### EXTRAIT SOURCE
........

Le chemin de fer se rend maintenant jusqu’à l’usine et les travaux de construction se poursuivent jour et nuit. Nous allons avoir une excellente industrie dans la ville, et il serait malheureux qu’il soit porté atteinte à nos arrangements financiers par suite de notre incapacité d’obtenir un titre en fief simple à l’égard des terres sur lesquelles sont situés les bâtiments.

 

[27]    Le chemin de fer traverse certaines parties des terres mêmes de la réserve et continue sur des terres qui ont été cédées à bail à la Manitoba Pulp and Paper Company. Il y avait un embranchement de la voie ferrée qui traversait des terres ayant initialement fait l’objet de la cession à bail et, par la suite, de la cession aux fins de la vente. Le chemin de fer qui a été construit devait desservir la Manitoba Pulp and Paper Company et, avec le temps, il a également desservi la ville de Pine Falls.

........

Entrées de données enregistrées:
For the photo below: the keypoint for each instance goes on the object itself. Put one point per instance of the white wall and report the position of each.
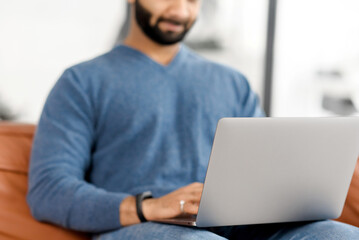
(314, 36)
(40, 38)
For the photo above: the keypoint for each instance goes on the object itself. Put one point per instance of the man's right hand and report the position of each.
(167, 206)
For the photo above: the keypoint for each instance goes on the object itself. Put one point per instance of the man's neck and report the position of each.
(159, 53)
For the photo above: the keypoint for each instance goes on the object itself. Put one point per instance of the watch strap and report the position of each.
(139, 198)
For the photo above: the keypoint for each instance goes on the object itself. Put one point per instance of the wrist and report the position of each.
(148, 208)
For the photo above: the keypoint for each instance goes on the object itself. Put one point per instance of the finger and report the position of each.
(190, 208)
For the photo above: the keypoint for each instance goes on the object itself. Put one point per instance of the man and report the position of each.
(142, 118)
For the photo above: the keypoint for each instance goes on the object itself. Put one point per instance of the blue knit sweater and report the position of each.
(122, 124)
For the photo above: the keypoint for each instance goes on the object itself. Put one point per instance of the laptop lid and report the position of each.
(268, 170)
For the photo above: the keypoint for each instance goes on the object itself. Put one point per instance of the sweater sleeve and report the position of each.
(249, 101)
(61, 155)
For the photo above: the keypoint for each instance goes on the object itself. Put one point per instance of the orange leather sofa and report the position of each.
(16, 221)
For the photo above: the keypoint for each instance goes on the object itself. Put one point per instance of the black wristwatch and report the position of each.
(139, 198)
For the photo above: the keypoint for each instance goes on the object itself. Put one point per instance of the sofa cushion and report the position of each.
(16, 221)
(350, 212)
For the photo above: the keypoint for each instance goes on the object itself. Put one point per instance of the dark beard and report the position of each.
(143, 18)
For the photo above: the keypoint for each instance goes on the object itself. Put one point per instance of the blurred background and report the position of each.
(300, 56)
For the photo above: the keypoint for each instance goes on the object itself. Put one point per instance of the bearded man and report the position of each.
(142, 118)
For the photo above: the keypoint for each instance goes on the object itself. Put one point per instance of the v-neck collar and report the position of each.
(174, 62)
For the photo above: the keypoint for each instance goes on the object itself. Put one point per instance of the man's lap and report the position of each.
(305, 230)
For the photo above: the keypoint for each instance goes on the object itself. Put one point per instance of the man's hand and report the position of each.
(167, 206)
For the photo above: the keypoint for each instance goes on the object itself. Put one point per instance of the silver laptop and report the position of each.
(270, 170)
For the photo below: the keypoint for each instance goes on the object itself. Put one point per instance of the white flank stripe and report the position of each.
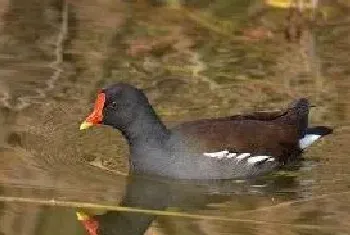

........

### TÂCHES À RÉALISER
1. Reproduisez fidèlement le passage de l'extrait sur le chemin de fer allant de « [27]    Le chemin » jusqu'à « ville de Pine Falls. ».
2. Répondez aux questions suivantes à partir de l'extrait sur le chemin de fer :
(a) Jusqu'où le chemin de fer se rend-il maintenant ?
(b) À quelle compagnie ont été cédées à bail les terres sur lesquelles le chemin de fer continue ?
(c) Quelle ville le chemin de fer a-t-il également desservie avec le temps ?
3. Reprenez la rédaction de l'extrait sur le chemin de fer à la suite de sa dernière phrase.

### TÂCHES RÉSOLUES
1.
[27]    Le chemin de fer traverse certaines parties des terres mêmes de la réserve et continue sur des terres qui ont été cédées à bail à la Manitoba Pulp and Paper Company. Il y avait un embranchement de la voie ferrée qui traversait des terres ayant initialement fait l’objet de la cession à bail et, par la suite, de la cession aux fins de la vente. Le chemin de fer qui a été construit devait desservir la Manitoba Pulp and Paper Company et, avec le temps, il a également desservi la ville de Pine Falls.

2.
(a) Jusqu'à l'usine.
(b) À la Manitoba Pulp and Paper Company.
(c) La ville de Pine Falls.

3.
 

[28]    Le 23 janvier 1926, on a de nouveau convoqué, afin de discuter de la cession avec le peuple Sagkeeng, une assemblée qui devait avoir lieu auparavant, à un moment où la bande n’était pas prête à approuver une cession aux fins de la vente. Après que l’argent provenant du bail a été distribué et à la suite de longues discussions (d’une dizaine d’heures), on est arrivé à une entente. Toutefois, le chef des Sagkeeng a tardé à approuver plusieurs procès‑verbaux. Selon l’agent inspecteur Bunn, l’assemblée et la signature s’étaient déroulées dans une ambiance positive et coopérative, mais selon un article de journal, le désordre régnait et l’atmosphère était lugubre. Je conclus que la cession des terres de la réserve pour les besoins de l’usine a été acceptée avec énormément de réticence.

 

[29]    L’acte de cession lui‑même est libellé en ces termes :

 

[traduction]

Il est également convenu que la cession de ces terres au moyen du bail no 186 daté du 28 mars 1923 en faveur de la Manitoba Pulp and Paper Company Limited ne changera rien aux conditions du bail quant au traitement des Indiens qui possèdent des terrains dans les limites de la superficie de 304 acres qui est cédée, ni aux autres conditions y afférentes énoncées dans le bail.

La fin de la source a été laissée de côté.